[RECORD EXCERPTS Boundary: Start]
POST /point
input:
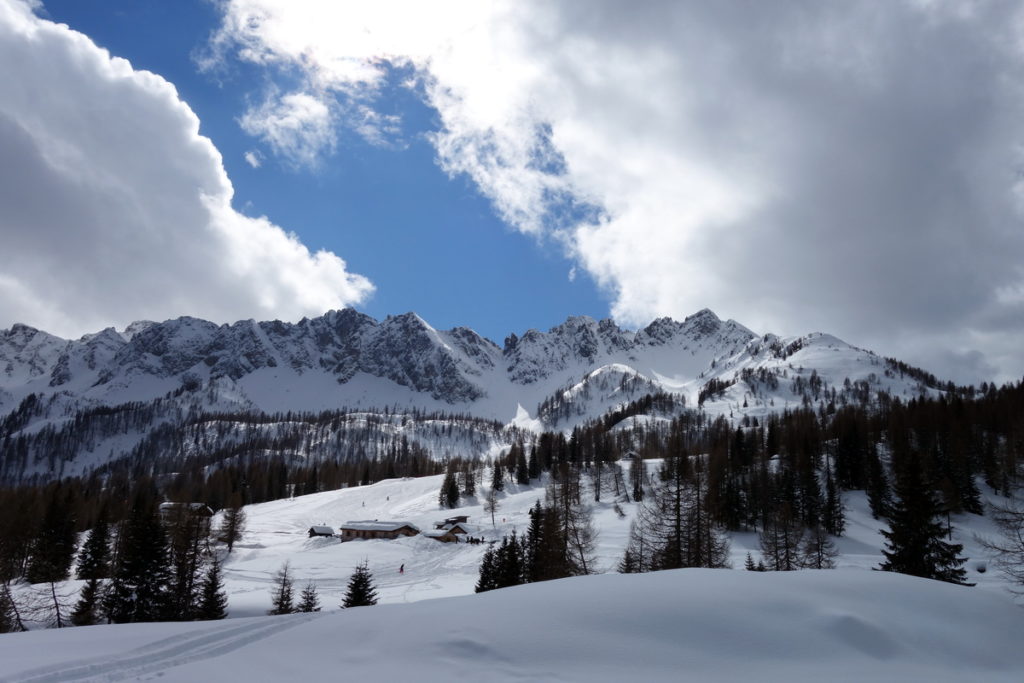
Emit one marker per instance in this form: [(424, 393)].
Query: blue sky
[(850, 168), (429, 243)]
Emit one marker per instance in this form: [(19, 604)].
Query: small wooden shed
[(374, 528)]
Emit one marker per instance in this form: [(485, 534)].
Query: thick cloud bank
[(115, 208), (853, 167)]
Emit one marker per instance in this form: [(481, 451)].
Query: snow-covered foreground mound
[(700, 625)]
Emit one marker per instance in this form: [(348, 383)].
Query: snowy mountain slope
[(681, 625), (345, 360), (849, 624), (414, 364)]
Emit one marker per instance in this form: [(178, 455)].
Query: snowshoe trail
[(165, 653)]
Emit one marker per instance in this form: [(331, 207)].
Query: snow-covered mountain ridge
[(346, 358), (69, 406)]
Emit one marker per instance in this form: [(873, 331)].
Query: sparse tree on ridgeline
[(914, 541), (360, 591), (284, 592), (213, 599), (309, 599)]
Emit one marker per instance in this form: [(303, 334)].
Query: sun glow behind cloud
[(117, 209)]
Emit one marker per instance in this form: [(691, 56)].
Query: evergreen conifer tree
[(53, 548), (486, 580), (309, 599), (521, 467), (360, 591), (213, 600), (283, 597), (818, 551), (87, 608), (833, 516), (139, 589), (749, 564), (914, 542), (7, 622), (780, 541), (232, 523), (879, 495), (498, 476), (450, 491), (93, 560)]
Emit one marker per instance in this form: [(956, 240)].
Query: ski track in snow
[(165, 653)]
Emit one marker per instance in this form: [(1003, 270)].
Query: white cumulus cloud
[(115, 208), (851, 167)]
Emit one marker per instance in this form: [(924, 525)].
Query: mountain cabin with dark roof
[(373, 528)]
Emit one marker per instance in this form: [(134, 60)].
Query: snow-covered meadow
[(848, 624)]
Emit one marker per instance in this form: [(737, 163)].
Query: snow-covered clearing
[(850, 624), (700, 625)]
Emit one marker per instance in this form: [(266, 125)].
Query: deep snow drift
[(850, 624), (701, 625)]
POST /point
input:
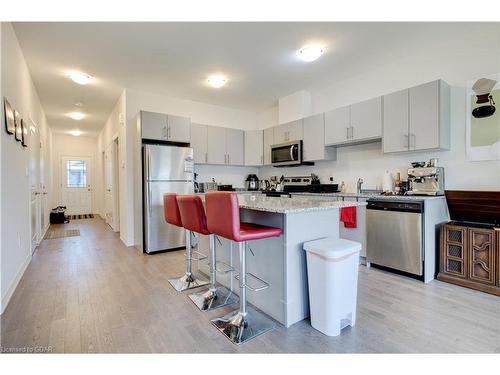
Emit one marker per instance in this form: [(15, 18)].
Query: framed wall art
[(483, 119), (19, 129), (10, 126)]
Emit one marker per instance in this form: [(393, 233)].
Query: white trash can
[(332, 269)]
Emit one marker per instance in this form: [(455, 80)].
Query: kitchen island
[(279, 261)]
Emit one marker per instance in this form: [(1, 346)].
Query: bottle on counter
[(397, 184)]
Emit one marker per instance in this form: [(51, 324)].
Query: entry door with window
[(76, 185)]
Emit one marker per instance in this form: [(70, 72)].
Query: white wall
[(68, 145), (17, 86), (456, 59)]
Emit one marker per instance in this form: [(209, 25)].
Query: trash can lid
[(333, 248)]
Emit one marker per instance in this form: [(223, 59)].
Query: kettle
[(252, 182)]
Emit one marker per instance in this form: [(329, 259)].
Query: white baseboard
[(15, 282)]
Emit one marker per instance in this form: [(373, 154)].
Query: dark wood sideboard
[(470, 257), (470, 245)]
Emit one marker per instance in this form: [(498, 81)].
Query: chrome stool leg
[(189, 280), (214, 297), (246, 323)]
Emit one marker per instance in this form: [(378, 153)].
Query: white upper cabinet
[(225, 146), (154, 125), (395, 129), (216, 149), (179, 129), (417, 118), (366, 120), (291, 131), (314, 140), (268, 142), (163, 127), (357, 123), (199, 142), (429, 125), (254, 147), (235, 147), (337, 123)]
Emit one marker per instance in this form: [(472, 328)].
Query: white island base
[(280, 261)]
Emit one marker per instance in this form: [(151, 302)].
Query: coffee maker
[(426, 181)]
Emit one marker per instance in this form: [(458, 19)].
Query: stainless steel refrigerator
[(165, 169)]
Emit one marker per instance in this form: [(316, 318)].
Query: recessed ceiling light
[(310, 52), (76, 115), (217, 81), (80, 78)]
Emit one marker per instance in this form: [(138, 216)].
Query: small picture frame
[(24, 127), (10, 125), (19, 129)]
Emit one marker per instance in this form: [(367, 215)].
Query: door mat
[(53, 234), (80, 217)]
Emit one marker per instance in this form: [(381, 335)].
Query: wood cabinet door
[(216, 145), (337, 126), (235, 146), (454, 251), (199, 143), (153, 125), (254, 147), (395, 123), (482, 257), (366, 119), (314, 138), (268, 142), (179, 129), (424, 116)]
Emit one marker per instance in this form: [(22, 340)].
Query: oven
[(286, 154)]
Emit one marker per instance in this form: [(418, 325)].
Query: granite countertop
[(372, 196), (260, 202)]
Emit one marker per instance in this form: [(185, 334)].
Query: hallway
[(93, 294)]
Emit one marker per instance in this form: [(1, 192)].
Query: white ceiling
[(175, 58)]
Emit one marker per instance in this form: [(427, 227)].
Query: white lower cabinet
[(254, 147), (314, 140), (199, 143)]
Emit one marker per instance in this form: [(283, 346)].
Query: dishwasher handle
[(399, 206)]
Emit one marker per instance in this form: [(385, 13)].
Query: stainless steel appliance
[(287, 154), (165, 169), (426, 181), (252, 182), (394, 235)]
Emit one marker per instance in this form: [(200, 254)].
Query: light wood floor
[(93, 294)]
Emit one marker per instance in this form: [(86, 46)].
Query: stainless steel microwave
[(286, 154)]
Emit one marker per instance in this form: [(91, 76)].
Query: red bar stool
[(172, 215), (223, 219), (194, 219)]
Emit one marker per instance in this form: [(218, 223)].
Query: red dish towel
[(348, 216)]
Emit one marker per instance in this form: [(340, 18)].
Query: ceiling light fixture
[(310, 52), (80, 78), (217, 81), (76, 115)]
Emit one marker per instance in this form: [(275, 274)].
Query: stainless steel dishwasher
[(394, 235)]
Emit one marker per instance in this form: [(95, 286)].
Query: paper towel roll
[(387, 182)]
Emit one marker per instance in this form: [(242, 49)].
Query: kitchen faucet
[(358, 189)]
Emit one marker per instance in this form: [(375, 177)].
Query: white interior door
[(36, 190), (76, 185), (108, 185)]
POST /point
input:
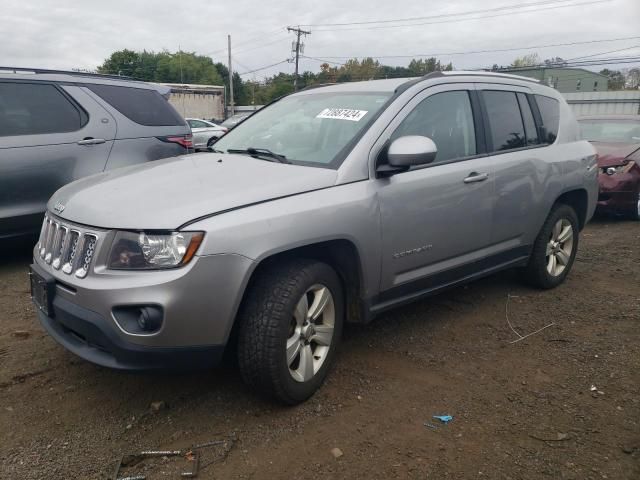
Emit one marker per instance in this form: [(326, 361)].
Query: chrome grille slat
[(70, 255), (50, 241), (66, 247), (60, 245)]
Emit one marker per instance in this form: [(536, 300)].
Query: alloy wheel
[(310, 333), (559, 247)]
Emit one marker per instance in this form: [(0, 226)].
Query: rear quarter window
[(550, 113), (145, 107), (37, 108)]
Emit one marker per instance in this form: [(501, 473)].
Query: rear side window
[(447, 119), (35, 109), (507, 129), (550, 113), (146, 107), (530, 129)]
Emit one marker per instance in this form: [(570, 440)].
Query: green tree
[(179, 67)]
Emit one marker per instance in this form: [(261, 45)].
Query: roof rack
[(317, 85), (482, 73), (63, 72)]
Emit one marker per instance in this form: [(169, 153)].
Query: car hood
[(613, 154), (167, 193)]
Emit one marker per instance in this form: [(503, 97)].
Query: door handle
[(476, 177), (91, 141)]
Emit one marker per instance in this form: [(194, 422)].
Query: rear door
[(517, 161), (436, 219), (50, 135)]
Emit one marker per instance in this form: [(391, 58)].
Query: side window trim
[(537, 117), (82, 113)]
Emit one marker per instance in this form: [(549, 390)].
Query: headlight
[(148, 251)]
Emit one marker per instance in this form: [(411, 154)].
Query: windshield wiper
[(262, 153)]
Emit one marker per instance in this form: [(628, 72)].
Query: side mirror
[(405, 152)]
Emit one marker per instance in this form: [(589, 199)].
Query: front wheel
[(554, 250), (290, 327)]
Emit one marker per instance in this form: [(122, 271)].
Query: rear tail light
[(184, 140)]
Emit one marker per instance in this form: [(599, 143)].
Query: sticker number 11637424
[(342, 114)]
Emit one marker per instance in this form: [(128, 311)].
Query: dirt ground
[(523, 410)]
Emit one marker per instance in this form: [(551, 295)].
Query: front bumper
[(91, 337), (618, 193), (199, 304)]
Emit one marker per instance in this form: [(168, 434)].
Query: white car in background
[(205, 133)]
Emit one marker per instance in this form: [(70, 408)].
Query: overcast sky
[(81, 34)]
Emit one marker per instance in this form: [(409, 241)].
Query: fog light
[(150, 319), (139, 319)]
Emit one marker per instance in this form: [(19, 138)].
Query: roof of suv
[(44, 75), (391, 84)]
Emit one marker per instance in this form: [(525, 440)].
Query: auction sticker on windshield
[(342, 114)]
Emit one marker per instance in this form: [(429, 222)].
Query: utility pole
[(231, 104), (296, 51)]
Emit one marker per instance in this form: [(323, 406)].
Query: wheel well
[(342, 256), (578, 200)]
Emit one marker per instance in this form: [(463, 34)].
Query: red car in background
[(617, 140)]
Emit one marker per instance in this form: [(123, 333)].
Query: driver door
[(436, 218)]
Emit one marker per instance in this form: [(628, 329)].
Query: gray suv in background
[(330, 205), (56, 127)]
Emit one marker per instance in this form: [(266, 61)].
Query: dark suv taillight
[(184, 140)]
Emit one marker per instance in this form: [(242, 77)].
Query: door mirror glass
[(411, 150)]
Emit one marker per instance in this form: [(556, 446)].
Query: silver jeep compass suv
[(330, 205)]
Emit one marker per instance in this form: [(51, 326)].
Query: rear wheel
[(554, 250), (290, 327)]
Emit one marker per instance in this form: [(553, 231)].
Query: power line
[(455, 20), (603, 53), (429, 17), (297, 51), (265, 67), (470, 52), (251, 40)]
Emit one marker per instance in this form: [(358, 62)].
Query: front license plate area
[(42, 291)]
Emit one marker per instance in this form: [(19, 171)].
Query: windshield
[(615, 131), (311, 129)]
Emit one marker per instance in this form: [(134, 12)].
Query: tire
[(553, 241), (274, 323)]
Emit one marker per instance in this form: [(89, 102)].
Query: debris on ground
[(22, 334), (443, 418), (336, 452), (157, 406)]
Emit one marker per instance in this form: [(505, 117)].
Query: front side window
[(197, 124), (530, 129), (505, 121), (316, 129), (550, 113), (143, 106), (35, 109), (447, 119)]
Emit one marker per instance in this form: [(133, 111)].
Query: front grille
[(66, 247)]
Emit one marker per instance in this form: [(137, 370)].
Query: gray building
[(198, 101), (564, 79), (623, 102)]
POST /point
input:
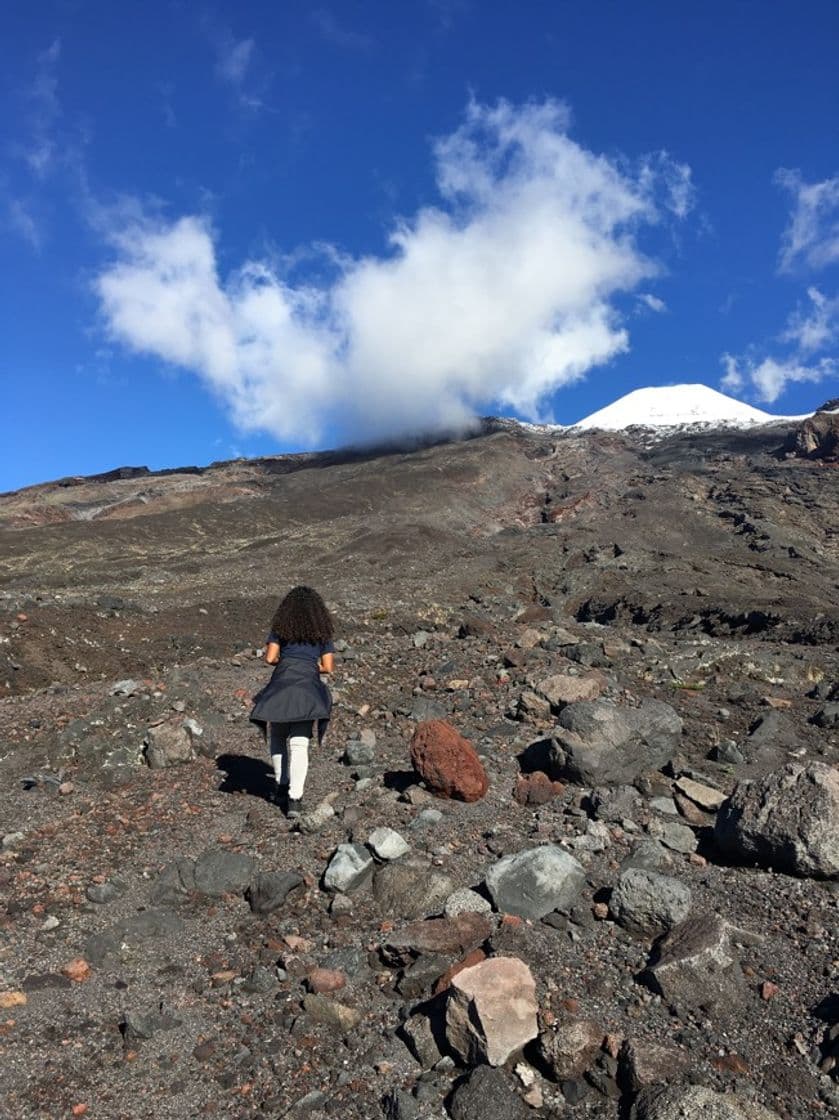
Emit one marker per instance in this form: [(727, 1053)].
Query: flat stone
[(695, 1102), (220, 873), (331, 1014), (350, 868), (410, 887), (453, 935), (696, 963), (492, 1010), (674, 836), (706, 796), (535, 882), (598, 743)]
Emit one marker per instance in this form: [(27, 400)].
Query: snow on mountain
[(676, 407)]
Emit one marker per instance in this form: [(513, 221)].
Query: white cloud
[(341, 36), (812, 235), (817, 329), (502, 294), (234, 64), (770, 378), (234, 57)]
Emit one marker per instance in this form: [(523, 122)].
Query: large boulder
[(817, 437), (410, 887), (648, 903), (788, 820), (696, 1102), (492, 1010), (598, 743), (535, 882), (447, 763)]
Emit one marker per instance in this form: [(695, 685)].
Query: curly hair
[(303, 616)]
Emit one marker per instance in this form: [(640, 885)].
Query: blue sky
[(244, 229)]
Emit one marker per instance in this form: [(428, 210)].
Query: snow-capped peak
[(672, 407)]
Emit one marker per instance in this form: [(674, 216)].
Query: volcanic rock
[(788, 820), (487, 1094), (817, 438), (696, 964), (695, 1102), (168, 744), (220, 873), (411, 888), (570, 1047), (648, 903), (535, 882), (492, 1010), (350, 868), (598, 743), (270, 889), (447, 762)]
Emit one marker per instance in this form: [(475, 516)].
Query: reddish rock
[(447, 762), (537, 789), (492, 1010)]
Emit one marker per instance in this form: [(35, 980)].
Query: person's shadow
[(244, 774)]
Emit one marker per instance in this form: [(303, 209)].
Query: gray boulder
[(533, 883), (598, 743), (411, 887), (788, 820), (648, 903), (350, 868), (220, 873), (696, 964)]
[RECORD EXCERPTS Boundary: End]
Your answer must hold the line containing "Emit one marker per instance in this form: [(303, 209)]." and all lines after it in the entries above, exactly, and nothing else.

* EXERCISE SOLUTION:
Emit one marker per instance in this form: [(303, 209)].
Query: gray boulder
[(533, 883), (598, 743), (411, 887), (788, 820), (648, 903), (350, 868), (220, 873), (696, 964)]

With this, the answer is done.